__TO DO__:
Check each statement against the news item on the Osteology-funded study. Answer yes or no, and quote the words from the news item that decide it.
1. The Osteology Foundation paid for the whole study.
2. The carboxyl acid-tailored 68 nm surface gave the best result.
3. Anyone can read the full study online for free.

__EXCERPT TO READ__:
== Segment start ==

High-impact publication from Osteology-funded study

Zetao Chen and colleagues have published the results of a study that was partially funded by the Osteology Foundation in the journal ACS Nano, a high-ranking journal with an impact factor of 13.942. The publication is titled “Tuning Chemistry and Topography of Nanoengineered Surfaces to Manipulate Immune Response for Bone Regeneration Applications”, and was publishd in April 2017.

Chen and co-workers from the Sun Yat-sen Universits, Guangong, China, Queensland University of Technology, Australia, University of Adelaide Australia, and the University of South Australia, investigated how the application of nanotopography affect macrophags, thereby modulates the osteo-immune response, and consequently also osteogenesis.

The found that tuning the surface chemistry (amine or acrylic acid) and the scale of the nanotopography (16, 38, and 68 nm) significantly modulated the osteoimmune environment, including changes in the expression of inflammatory cytokines, osteoclastic activities, and osteogenic, angiogenic, and fibrogenic factors. The generated osteoimmune environment significantly affected the osteogenic differentiation of bone marrow stromal cells, with carboxyl acid-tailored 68 nm surface nanotopography offering the most promising outcome.

The authors concluded that the study demonstrated that the osteoimmunomodulation could be manipulated via tuning the chemistry and nanotopography, which implied a valuable strategy to apply a “nanoengineered surface” for the development of advanced bone biomaterials with favourable osteoimmunomodulatory properties.

Congratulations to the authors for such an excellent example of high-quality research.

The study is available online only with subscription: http://pubs.acs.org/doi/full/10.1021/acsnano.6b07808

However, the abstract and plenty of supporting information is available free of charge on the ACS Publications website at DOI: 10.1021/acsnano.6b07808, such as detailed experimental procedures; RT-qPCR primers; macrophage morphology under light microscopy, confocal, and SEM; macrophage LC3 fluorescent staining; intracellular autophagy structures observed by TEM; multinucleated cells observed by confocal; morphology of BMSCs under light microscopy; activation of BMP pathway by RT-qPCR; schematic illustration of intracellular response in macrophages (PDF).

== Segment end ==

__DATA SECTION__:

== Segment start ==

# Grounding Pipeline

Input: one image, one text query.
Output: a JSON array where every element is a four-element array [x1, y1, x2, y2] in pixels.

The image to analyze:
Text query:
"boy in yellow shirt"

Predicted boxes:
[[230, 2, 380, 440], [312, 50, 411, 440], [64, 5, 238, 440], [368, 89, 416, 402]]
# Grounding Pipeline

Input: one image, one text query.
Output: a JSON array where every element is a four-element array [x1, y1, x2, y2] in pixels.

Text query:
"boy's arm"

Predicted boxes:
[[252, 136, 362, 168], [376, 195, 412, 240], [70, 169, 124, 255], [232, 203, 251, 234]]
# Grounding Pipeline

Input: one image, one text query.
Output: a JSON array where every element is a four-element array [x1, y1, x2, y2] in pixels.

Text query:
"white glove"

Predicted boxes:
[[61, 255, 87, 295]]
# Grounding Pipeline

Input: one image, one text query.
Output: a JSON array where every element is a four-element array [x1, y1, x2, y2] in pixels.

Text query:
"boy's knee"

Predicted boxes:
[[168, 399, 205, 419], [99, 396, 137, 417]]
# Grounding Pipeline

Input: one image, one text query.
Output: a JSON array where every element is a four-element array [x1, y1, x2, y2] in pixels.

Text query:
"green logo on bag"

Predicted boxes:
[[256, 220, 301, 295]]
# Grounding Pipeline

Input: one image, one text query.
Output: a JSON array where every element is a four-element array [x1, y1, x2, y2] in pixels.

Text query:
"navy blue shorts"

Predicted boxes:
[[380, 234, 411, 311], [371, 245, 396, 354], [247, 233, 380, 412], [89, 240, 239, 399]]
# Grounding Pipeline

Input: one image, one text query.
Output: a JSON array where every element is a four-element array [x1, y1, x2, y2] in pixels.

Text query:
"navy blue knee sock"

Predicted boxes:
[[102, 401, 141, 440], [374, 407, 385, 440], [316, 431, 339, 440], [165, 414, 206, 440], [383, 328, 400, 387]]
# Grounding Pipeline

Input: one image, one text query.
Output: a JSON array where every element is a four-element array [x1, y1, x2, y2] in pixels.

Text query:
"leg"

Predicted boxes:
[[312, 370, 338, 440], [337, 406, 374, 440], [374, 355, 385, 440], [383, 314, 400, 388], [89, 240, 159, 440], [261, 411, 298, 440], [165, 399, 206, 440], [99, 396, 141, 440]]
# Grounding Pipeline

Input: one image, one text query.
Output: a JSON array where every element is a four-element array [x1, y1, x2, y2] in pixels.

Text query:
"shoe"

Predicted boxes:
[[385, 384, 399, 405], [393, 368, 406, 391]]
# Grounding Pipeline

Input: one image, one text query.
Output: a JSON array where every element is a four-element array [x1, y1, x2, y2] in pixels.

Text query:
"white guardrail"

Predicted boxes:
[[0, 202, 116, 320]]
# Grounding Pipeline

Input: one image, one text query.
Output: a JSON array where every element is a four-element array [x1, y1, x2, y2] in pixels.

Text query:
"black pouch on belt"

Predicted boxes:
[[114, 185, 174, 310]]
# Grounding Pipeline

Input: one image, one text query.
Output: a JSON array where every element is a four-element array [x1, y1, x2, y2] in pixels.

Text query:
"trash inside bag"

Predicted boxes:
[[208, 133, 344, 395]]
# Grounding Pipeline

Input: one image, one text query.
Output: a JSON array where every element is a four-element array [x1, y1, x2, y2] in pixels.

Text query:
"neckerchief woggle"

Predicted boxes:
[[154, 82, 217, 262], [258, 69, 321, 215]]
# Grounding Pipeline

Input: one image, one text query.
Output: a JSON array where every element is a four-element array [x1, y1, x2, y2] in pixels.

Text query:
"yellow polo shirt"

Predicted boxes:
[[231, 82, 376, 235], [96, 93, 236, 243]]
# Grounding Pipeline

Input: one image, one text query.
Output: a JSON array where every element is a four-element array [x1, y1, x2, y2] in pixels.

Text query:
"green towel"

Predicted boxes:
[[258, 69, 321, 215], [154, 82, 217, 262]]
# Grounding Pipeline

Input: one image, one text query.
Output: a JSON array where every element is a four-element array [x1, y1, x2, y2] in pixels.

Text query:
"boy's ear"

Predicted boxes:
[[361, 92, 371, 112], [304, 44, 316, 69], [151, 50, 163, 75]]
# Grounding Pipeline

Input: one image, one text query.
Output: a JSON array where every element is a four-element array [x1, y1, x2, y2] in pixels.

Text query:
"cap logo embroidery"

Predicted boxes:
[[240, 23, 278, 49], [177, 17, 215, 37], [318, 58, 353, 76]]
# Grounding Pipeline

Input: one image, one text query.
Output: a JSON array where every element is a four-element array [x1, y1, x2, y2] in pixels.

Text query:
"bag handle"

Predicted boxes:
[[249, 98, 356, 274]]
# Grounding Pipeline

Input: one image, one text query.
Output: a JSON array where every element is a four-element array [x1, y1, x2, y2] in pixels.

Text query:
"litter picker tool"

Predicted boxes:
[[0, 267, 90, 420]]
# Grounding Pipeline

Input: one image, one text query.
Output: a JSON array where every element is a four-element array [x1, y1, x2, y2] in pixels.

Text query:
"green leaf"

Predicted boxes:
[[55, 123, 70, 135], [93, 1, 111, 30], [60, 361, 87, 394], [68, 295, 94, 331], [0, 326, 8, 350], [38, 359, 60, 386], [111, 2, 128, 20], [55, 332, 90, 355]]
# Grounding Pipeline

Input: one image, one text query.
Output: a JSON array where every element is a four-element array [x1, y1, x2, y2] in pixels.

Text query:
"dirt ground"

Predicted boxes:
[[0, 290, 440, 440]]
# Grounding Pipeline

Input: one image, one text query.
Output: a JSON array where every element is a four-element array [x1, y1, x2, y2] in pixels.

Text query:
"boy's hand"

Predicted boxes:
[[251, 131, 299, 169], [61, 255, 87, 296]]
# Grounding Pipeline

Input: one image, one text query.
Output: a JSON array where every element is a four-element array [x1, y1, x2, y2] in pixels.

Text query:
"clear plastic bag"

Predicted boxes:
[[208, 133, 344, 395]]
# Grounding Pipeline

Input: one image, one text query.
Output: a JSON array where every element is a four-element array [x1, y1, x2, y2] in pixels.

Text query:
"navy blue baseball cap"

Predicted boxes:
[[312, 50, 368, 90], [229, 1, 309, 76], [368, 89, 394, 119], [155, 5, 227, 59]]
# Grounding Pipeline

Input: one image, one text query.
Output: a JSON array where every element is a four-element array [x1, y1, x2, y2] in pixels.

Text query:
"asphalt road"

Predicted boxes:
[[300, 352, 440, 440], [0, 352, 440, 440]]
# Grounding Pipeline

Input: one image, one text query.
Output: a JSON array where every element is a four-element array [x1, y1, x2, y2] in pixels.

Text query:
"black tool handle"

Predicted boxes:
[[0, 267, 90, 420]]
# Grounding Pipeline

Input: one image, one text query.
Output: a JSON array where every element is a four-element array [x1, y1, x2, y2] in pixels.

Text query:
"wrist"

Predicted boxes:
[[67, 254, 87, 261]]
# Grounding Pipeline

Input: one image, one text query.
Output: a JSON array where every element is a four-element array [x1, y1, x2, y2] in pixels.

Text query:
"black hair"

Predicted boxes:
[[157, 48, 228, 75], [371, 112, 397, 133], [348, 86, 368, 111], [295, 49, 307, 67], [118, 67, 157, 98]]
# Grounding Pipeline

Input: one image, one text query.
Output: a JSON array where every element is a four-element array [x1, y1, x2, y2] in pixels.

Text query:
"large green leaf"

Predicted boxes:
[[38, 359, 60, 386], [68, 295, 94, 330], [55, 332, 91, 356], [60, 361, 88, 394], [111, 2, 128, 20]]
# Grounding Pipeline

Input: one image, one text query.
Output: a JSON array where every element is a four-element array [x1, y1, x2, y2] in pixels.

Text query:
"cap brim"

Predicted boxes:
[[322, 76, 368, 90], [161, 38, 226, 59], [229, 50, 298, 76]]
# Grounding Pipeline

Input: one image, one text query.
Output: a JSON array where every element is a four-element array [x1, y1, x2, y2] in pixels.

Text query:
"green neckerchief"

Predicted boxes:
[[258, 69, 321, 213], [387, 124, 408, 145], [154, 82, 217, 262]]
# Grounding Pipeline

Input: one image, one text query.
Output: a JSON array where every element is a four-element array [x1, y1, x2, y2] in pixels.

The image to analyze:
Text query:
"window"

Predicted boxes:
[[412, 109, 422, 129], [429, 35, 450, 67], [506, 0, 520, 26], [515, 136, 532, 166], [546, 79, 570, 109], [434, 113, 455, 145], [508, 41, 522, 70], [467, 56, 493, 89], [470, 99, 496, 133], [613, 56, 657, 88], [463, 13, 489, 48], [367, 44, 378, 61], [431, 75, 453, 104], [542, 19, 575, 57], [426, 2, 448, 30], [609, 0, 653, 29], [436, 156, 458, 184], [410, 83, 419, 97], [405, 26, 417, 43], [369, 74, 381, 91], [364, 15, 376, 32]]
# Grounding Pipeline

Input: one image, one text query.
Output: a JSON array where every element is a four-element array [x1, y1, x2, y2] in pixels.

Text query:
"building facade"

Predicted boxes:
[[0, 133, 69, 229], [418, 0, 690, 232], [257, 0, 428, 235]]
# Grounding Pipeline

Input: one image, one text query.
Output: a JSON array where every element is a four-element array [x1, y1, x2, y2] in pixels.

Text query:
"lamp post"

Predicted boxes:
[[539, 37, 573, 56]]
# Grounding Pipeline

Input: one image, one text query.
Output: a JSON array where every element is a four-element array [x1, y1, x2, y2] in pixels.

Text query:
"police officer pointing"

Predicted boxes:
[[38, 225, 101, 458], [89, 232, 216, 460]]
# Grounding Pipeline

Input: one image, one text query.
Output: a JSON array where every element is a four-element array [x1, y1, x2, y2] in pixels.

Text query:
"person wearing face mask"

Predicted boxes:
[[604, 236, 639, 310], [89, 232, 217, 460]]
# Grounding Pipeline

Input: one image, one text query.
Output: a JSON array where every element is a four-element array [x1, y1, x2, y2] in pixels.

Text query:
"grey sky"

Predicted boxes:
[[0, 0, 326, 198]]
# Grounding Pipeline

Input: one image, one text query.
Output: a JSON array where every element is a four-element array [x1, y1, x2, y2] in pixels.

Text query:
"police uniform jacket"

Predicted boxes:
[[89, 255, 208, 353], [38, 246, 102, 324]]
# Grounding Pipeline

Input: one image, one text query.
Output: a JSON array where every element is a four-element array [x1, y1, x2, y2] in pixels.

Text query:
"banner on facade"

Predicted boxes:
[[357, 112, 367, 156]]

== Segment end ==

__TASK SOLUTION__:
1. No: "partially funded by the Osteology Foundation"
2. Yes: "with carboxyl acid-tailored 68 nm surface nanotopography offering the most promising outcome"
3. No: "The study is available online only with subscription"